RECORDS FOR THIS TASK –
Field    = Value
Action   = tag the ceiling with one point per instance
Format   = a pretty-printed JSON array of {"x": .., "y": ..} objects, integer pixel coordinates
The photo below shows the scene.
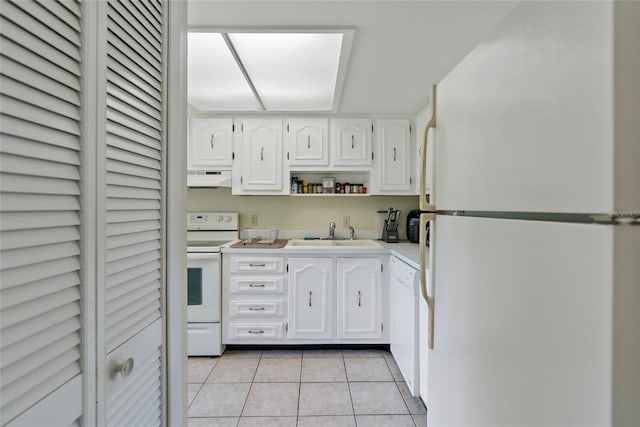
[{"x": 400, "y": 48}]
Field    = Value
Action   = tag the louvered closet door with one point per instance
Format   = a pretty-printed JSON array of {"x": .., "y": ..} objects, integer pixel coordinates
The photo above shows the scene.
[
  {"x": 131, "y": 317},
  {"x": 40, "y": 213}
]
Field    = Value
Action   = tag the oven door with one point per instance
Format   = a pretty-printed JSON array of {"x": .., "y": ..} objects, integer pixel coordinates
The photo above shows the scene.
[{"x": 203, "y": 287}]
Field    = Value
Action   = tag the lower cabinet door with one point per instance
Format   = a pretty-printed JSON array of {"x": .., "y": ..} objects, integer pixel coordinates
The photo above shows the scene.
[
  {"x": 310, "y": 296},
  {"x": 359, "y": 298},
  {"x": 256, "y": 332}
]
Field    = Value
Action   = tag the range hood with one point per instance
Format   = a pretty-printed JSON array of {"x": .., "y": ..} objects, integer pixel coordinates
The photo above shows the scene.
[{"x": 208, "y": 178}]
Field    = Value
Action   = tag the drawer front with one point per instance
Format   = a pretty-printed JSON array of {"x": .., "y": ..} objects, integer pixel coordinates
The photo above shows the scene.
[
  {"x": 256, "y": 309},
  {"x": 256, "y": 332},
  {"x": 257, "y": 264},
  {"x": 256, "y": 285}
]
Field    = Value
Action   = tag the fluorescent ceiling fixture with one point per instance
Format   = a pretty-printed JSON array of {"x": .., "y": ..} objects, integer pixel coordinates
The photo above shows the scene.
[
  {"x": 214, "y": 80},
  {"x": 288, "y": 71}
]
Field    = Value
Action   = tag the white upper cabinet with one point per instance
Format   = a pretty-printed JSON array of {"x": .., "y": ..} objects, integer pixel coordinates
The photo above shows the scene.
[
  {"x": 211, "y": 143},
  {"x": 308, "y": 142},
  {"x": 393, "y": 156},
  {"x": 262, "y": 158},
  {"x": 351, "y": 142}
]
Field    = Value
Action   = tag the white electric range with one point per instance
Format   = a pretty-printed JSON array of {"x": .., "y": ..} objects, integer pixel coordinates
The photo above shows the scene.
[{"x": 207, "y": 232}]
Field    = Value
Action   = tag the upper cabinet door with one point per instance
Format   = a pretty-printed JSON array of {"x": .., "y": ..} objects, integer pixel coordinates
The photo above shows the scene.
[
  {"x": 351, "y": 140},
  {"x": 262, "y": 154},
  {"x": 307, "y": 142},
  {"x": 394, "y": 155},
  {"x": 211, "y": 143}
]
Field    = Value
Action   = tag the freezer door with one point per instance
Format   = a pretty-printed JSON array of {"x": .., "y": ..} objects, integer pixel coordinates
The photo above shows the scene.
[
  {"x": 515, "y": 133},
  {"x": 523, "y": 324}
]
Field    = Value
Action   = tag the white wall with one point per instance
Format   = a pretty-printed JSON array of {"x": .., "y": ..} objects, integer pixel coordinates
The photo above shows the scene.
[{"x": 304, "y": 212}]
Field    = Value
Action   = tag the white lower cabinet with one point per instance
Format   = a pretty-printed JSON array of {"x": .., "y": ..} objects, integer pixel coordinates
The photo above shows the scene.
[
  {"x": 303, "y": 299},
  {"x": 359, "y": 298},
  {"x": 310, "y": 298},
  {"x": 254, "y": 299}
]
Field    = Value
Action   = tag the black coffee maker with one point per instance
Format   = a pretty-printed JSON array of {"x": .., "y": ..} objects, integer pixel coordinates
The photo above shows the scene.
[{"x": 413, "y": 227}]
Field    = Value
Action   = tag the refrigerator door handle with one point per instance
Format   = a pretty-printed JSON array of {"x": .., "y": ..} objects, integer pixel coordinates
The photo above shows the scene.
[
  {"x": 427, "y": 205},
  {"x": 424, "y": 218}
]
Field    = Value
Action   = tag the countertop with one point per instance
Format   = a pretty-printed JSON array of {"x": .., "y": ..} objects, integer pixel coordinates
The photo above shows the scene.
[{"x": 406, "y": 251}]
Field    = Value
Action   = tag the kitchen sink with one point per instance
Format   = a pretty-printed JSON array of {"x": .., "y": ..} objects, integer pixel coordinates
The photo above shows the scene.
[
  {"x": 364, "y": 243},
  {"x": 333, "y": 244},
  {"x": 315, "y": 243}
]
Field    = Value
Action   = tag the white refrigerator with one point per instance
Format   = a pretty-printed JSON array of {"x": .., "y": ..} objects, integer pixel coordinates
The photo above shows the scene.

---

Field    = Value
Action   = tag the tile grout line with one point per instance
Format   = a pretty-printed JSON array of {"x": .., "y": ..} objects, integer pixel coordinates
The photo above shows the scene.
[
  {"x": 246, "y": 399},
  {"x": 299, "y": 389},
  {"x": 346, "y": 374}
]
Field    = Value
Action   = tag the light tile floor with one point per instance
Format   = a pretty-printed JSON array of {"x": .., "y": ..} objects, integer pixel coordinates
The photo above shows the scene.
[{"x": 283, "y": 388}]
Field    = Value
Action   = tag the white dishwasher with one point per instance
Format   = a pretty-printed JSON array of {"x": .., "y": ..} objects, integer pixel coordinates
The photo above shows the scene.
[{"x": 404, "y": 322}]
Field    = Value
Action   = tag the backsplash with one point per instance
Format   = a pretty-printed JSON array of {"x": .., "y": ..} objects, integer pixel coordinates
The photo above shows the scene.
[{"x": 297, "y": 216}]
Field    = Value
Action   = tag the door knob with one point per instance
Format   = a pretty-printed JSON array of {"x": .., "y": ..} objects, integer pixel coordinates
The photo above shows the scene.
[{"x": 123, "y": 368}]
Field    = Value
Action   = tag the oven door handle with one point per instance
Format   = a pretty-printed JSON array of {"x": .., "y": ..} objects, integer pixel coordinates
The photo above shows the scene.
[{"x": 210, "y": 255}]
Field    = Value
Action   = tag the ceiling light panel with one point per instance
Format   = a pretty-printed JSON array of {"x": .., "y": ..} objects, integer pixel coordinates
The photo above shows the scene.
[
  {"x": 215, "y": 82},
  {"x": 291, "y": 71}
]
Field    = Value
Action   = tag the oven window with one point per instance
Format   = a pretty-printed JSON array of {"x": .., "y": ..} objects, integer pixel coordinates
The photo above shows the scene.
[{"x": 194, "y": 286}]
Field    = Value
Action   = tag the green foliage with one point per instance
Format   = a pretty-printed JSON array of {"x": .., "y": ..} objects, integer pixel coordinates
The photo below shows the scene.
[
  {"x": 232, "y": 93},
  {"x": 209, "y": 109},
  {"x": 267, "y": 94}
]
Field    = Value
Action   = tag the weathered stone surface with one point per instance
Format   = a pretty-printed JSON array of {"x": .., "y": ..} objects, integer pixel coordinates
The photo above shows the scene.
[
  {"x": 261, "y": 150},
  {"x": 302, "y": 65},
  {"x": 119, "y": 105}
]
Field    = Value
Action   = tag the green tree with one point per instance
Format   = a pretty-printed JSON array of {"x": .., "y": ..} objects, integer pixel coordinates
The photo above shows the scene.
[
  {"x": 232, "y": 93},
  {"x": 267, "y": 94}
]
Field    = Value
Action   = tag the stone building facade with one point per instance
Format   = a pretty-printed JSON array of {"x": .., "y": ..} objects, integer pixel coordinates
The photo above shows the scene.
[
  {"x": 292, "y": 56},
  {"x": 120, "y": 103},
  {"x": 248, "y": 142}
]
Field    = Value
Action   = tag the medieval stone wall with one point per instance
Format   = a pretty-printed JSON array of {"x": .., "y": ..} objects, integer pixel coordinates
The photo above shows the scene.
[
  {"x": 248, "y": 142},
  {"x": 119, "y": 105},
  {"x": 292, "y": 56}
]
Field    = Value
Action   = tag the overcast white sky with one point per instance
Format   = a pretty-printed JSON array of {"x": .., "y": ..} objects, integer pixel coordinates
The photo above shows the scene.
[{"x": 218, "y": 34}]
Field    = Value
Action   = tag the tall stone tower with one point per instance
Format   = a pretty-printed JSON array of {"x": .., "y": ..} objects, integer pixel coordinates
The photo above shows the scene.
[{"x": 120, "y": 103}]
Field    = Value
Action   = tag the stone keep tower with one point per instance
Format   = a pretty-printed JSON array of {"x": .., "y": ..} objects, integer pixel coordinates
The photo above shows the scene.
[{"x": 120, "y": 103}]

CHALLENGE –
Which lines of the data above contain the word "green"? Return each of those lines in full.

WRITTEN SOLUTION –
Action   = tag the green foliage with one point per instance
Action   = tag the green tree with one point per instance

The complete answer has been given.